------ EXCERPT

Input is here x and n, output is one row of A.
Row and column numbers are specified separately.
- With the so defined ''ansatz'' you either might generate artificial data
(in this case the abscissas are chosen equidistantly in a given interval
and you specify the ''true'' coefficients and a perturbation level as in case 2)
or
- you fit given own discrete data.
|
|
|
Output |
|
- In case 1 you get the solution vector p and the euclidean length of the residual.
You also get the reciprocal condition number 1/κ
- In case 2: you get
- your chosen ''true'' coefficients p0,...,pn.
- the computed coefficients, showing the influence of roundoff and/or generated noise,
for the solution way using the normal equations and the QR decomposition.
- A plot showing the discrete data points and the approximating function F(x;p)
with p from the QR solution way.
- The reciprocal condition number 1/κ
- The same output as in case two is also provided for case three, an ''ansatz'' of your own.
|
|
|
Questions ?! |
|
- If a small errlev generates large deviations in p: what do you conclude
from this?
- In which cases the results between the normal equations and the QR solution way differ most
and why? Can you realize a connection of these differences to the reciprocal
condition number?
- Which role plays the transformation to [-1,1] in the case of a polynomial model?
- Which difference do you observe between the monomial and the Legendre basis?
- What do you expect if you choose in case 2 and the exponential model some ci=0?
- How compares the upper bound for the change in the solution given above with
with the one you can observe here, if you first set errlev to zero and then
to some realistic value in the magnitude of some percent (like measurement errors)?
|
|
|
|

------------
------ ENTRIES PROVIDED

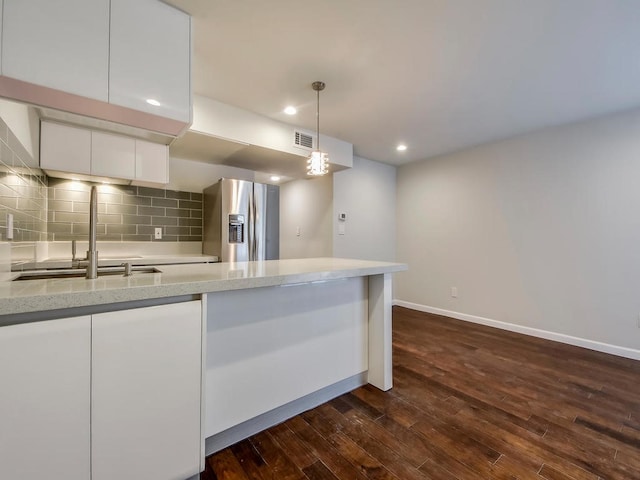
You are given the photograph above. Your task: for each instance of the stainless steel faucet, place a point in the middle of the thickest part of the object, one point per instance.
(92, 253)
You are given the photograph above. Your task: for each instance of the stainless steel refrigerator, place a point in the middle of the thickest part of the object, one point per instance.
(241, 221)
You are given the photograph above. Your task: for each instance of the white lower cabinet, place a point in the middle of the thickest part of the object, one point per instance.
(45, 400)
(146, 393)
(101, 397)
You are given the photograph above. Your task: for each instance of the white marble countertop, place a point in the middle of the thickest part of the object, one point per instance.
(116, 260)
(18, 297)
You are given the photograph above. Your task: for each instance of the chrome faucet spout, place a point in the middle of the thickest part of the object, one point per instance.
(92, 253)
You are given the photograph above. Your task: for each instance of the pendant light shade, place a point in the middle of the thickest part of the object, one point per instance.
(318, 162)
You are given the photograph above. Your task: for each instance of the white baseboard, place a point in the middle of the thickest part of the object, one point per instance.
(534, 332)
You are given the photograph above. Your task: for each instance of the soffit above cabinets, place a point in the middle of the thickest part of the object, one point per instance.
(194, 145)
(103, 125)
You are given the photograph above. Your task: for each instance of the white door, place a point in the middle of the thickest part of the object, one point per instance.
(45, 400)
(146, 392)
(61, 44)
(150, 58)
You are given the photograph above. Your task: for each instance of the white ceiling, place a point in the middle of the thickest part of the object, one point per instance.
(438, 75)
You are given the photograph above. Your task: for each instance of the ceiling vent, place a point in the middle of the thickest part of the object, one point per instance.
(302, 140)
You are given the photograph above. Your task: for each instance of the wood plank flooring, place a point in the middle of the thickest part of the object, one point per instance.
(469, 402)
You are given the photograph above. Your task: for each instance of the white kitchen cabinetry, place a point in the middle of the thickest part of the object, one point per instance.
(61, 44)
(150, 47)
(146, 393)
(64, 148)
(113, 155)
(152, 162)
(45, 400)
(73, 150)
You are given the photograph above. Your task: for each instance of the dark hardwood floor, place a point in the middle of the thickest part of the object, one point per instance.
(469, 402)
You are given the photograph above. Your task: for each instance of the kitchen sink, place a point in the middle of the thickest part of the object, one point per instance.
(79, 273)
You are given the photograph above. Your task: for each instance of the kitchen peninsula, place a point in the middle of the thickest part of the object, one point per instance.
(204, 351)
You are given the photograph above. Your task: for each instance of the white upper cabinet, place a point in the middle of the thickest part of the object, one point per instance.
(150, 58)
(61, 44)
(64, 148)
(113, 155)
(152, 162)
(74, 150)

------------

* **WORK INSTRUCTIONS**
a) Reproduce the part of the data-fitting excerpt between "- How compares" and "(like measurement errors)?", inclusive.
b) Using the data-fitting excerpt, answer each question briefly:
(i) When artificial data are generated, how are the abscissas chosen?
(ii) In case 1, what do you get besides the solution vector p and the reciprocal condition number?
(iii) Which solution way supplies the p used in the plot of the approximating function F(x;p)?

* **RESPONSE LIST**
a)
- How compares the upper bound for the change in the solution given above with
with the one you can observe here, if you first set errlev to zero and then
to some realistic value in the magnitude of some percent (like measurement errors)?

b)
(i) Equidistantly in a given interval.
(ii) The euclidean length of the residual.
(iii) The QR solution way.